Ligon, Floyd v. City of New York

U.S. Court of Appeals for the Second Circuit

Ligon, Floyd v. City of New York

Opinion

13‐3123, 13‐3088, 13‐3461

Ligon, Floyd v. City of New York

IN THE

UNITED STATES COURT OF APPEALS

FOR THE SECOND CIRCUIT

August Term, 2013

Decided: February 21, 2014

Docket Nos. 13‐3123‐cv, 13‐3088‐cv, 13‐3461‐cv

Jaenean Ligon, individually and on behalf of her minor son, J.G., Jacqueline Yates, individually and on behalf of a class of all others similarly situated, et al.

Plaintiffs‐Appellees,

‐ v. ‐

City of New York, et al.,

Defendants‐Appellants,

David Floyd, individually and on behalf of all others similarly situated,

Plaintiffs‐Appellees,

‐ v. ‐

City of New York,

Defendant‐Appellant,

New York City Police Officer Rodriguez, et al.,

Defendants.

Before: WALKER, CABRANES, AND PARKER, Circuit Judges.

Defendant‐Appellant City of New York moves for a limited remand to the

District Court for the purpose of exploring a resolution to these cases. Also

pending before the Court are motions to intervene as party appellants in both

Floyd v. City of New York and Ligon v. City of New York, filed by the Patrolmen’s

Benevolent Association, the Detectives Endowment Association, the Lieutenants

Benevolent Association, and the Captains’ Endowment Association and a motion

to intervene as a party appellant in Floyd v. City of New York, filed by the

Sergeants Benevolent Association (collectively the “police unions”).

▶ [Provided material]
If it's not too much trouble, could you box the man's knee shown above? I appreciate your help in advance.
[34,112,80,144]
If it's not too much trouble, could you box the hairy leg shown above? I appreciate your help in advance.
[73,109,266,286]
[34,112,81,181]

--

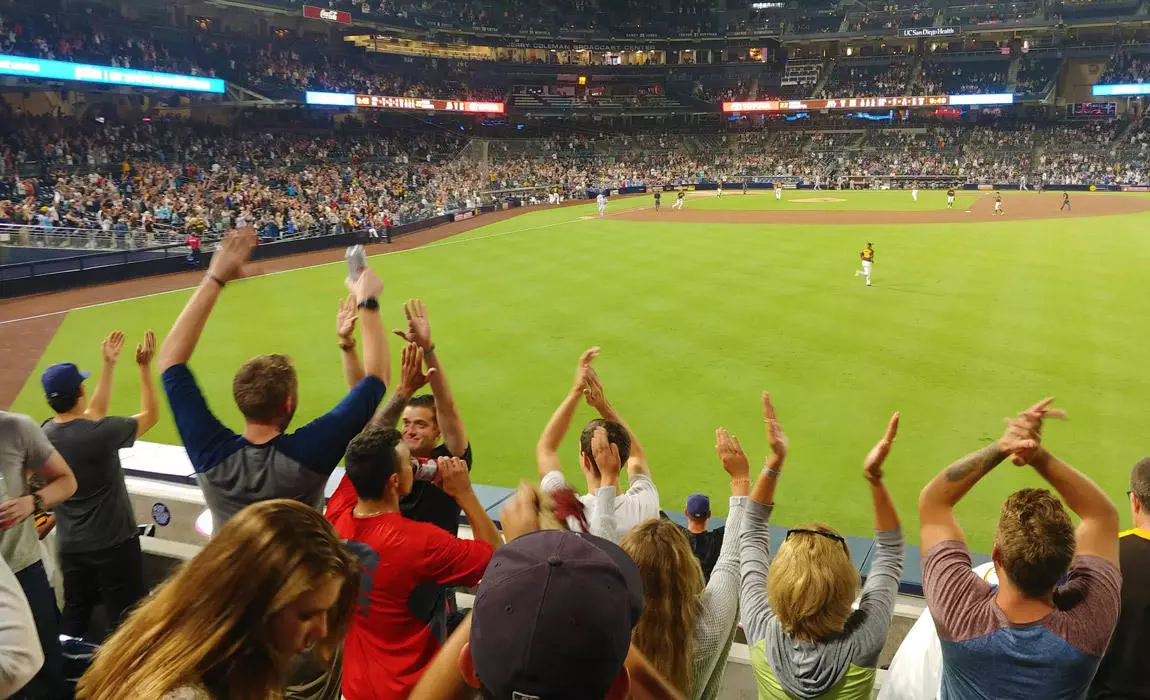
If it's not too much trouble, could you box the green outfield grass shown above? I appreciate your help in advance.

▶ [Short task A] Can you reproduce the part of the appeals court opinion between "August Term, 2013" and "situated, et al.", inclusive, word for word?
▶ [Short task B] How would the appeals court opinion go on after its last sentence? Resume it from that point.

▶ [Written reply A]
August Term, 2013

Decided: February 21, 2014

Docket Nos. 13‐3123‐cv, 13‐3088‐cv, 13‐3461‐cv

Jaenean Ligon, individually and on behalf of her minor son, J.G., Jacqueline Yates, individually and on behalf of a class of all others similarly situated, et al.

▶ [Written reply B]
We hereby GRANT the City’s motion on terms indicated in this opinion.

We VACATE the stay of proceedings in the District Court entered as part of the

Court’s Orders of October 31, 2013 and November 13, 2013, In re Reassignment of Cases,

736 F.3d 118

(2d Cir. 2013), to the extent necessary to pursue settlement

negotiations among such concerned or interested parties as the District Court

deems appropriate, and REMAND the cause to the District Court (Analisa

Torres, Judge) for further proceedings consistent with this opinion.

The schedule for briefing and other filings in the Court of Appeals is

hereby STAYED pending the outcome of the proceedings in the District Court.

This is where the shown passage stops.